## SHORT EXERCISE
Return the lines beginning at the one that contains "find store facade" and continuing to the end of the entries, including both ends, exactly as written and nothing else.

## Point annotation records
start
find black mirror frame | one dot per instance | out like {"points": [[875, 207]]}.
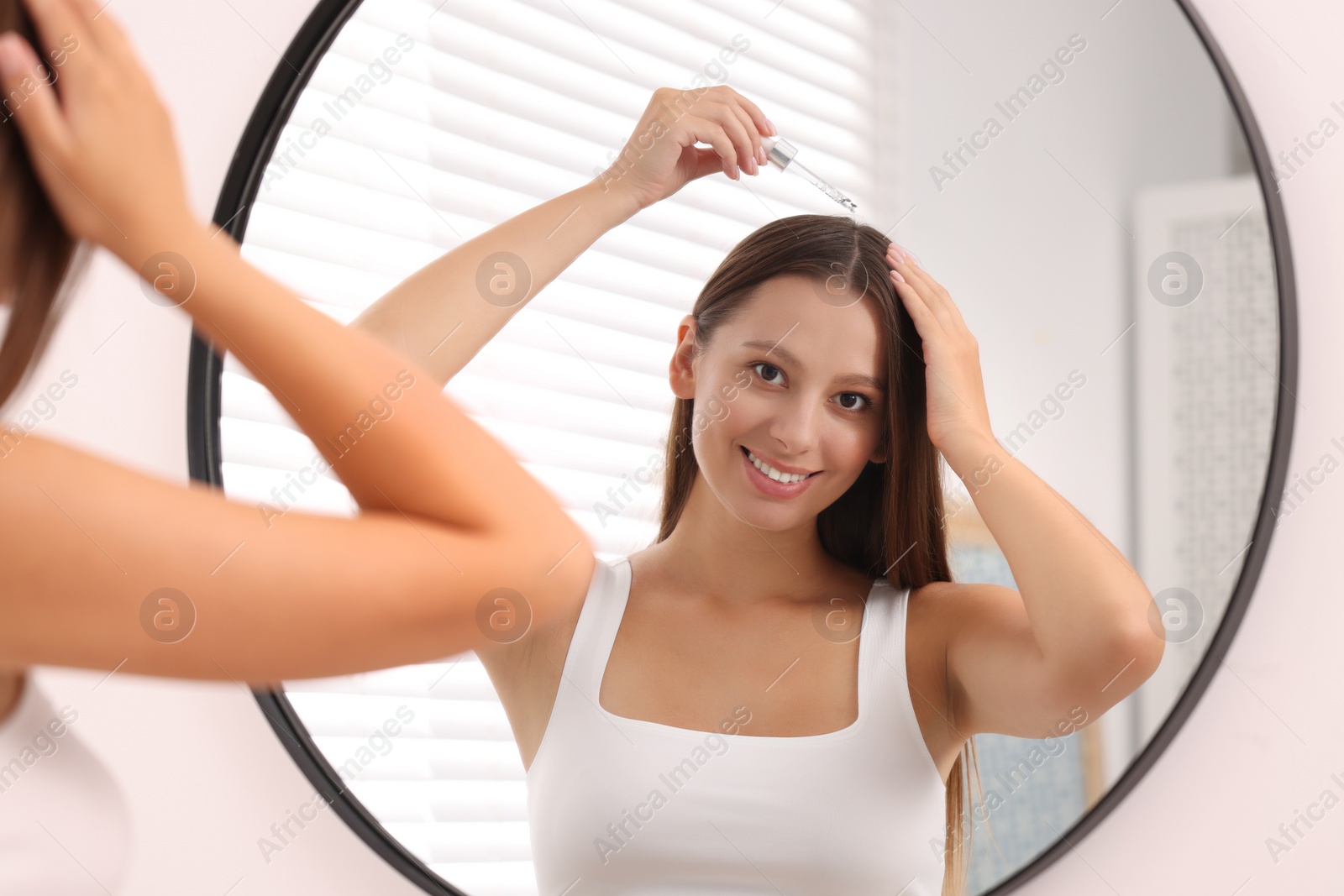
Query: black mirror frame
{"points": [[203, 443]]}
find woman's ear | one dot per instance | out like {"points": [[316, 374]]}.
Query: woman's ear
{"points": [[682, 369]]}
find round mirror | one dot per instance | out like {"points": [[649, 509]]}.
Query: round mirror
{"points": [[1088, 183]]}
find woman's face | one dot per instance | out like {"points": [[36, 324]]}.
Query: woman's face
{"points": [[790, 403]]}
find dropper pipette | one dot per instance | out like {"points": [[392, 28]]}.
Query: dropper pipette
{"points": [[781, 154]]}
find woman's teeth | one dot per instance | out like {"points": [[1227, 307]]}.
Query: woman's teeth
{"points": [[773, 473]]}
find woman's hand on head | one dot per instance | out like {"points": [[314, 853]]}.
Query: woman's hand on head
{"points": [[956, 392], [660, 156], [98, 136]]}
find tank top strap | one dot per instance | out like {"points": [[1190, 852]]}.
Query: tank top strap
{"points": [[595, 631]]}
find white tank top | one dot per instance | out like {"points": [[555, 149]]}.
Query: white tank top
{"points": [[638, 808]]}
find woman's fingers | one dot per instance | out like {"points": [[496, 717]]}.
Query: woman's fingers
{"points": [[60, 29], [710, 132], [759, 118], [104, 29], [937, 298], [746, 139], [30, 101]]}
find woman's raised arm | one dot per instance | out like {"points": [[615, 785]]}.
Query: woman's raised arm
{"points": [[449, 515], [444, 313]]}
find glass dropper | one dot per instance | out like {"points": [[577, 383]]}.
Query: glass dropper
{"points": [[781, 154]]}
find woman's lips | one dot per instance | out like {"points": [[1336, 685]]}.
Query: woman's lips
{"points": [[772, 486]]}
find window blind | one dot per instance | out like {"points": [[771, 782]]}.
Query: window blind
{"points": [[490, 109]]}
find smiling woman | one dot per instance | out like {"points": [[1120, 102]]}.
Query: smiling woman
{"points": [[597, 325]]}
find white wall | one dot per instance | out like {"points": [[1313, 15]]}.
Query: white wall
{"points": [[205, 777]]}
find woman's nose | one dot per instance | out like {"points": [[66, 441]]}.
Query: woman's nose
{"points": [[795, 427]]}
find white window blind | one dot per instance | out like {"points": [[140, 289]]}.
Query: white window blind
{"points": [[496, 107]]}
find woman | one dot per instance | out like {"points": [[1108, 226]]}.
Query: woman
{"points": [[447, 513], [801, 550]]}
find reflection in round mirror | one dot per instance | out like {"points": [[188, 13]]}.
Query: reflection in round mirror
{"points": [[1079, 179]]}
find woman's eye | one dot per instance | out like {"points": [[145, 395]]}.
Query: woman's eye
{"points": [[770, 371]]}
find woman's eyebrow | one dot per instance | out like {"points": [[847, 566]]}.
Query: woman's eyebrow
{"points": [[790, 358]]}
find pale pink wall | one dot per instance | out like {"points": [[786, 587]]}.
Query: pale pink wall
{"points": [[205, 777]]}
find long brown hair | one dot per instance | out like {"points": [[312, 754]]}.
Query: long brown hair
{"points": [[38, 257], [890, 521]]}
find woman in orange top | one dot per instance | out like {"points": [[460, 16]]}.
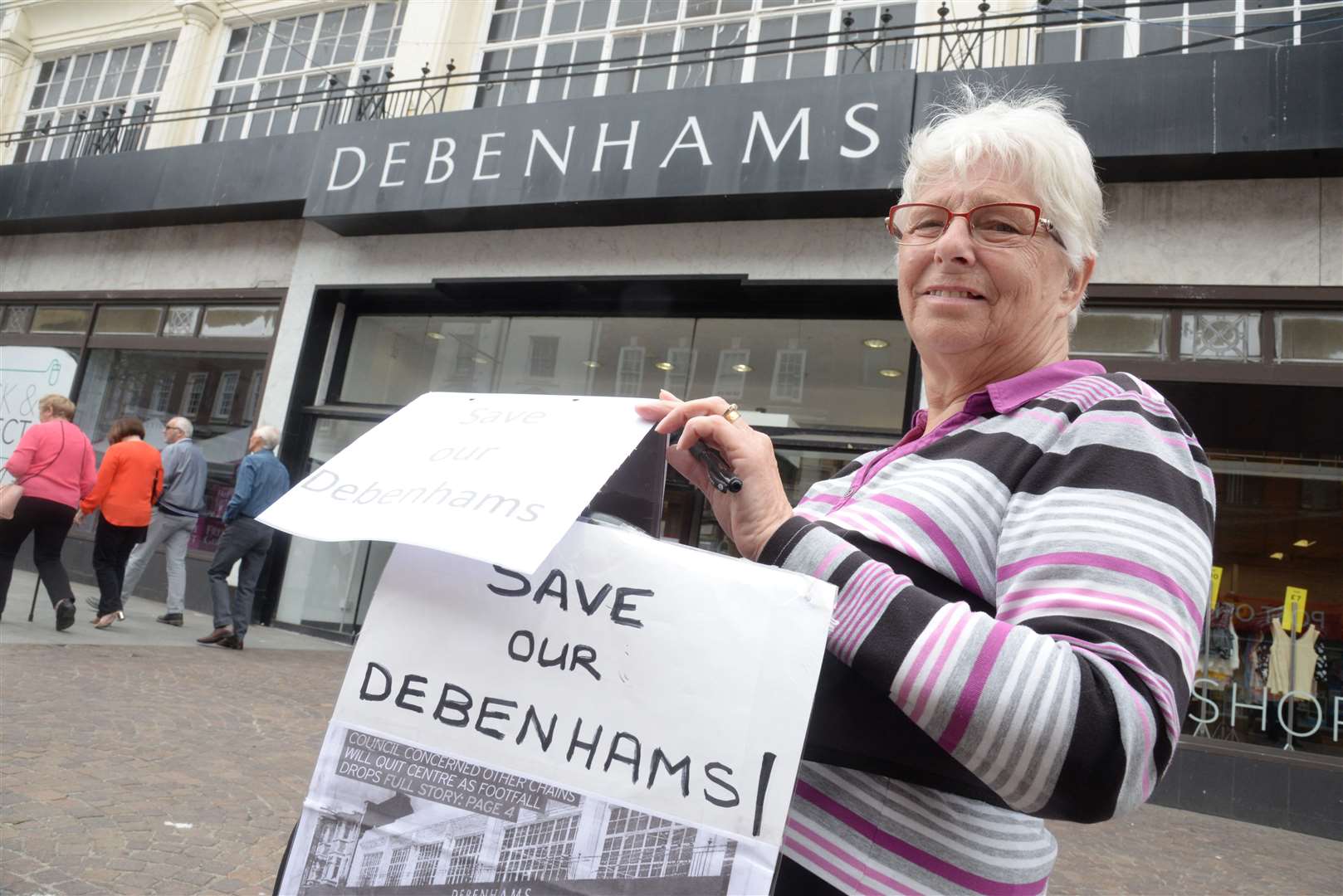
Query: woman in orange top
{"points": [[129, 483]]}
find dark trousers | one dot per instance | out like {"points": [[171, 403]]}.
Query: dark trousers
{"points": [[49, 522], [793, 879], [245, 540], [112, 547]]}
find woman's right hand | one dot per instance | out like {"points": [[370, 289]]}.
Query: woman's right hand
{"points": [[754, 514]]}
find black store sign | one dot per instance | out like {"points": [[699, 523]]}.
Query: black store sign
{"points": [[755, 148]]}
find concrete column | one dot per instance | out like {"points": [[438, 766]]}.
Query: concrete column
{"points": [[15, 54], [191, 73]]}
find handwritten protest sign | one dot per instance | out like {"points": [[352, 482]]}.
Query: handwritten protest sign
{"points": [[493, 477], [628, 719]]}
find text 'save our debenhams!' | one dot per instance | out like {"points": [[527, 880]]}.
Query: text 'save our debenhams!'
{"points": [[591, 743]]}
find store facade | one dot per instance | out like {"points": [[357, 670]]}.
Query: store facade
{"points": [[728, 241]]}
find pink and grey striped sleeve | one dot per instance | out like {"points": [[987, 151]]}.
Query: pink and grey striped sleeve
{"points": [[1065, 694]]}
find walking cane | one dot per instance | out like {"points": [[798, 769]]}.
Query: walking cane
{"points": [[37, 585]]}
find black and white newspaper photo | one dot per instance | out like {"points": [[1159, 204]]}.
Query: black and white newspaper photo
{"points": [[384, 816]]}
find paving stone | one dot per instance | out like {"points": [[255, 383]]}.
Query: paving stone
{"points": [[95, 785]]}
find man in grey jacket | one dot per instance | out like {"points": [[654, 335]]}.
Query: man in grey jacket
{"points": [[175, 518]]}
end
## COMPLETE RESPONSE
find store facade | one dot per instance | out like {"points": [[357, 670]]}.
Query: store facade
{"points": [[728, 241]]}
find pink and grey striped sleeve | one dot per instance | out like {"points": [[987, 151]]}.
Query: pink and grey striped sleeve
{"points": [[1065, 694]]}
find walking cane | one dot per instance | out like {"points": [[798, 769]]}.
Query: walking cane
{"points": [[37, 585]]}
find black and white newspaper photo | one dot per instance | out like {"points": [[1159, 204]]}.
Query: black and white newspaper photo
{"points": [[384, 816]]}
find paving stone | one dot per instance | out like {"points": [[255, 383]]}.
Query: paving stone
{"points": [[95, 785]]}
find man in grey jacket | one dot per instance | out like {"points": [[654, 335]]}.
Query: man in grey jacket
{"points": [[175, 518]]}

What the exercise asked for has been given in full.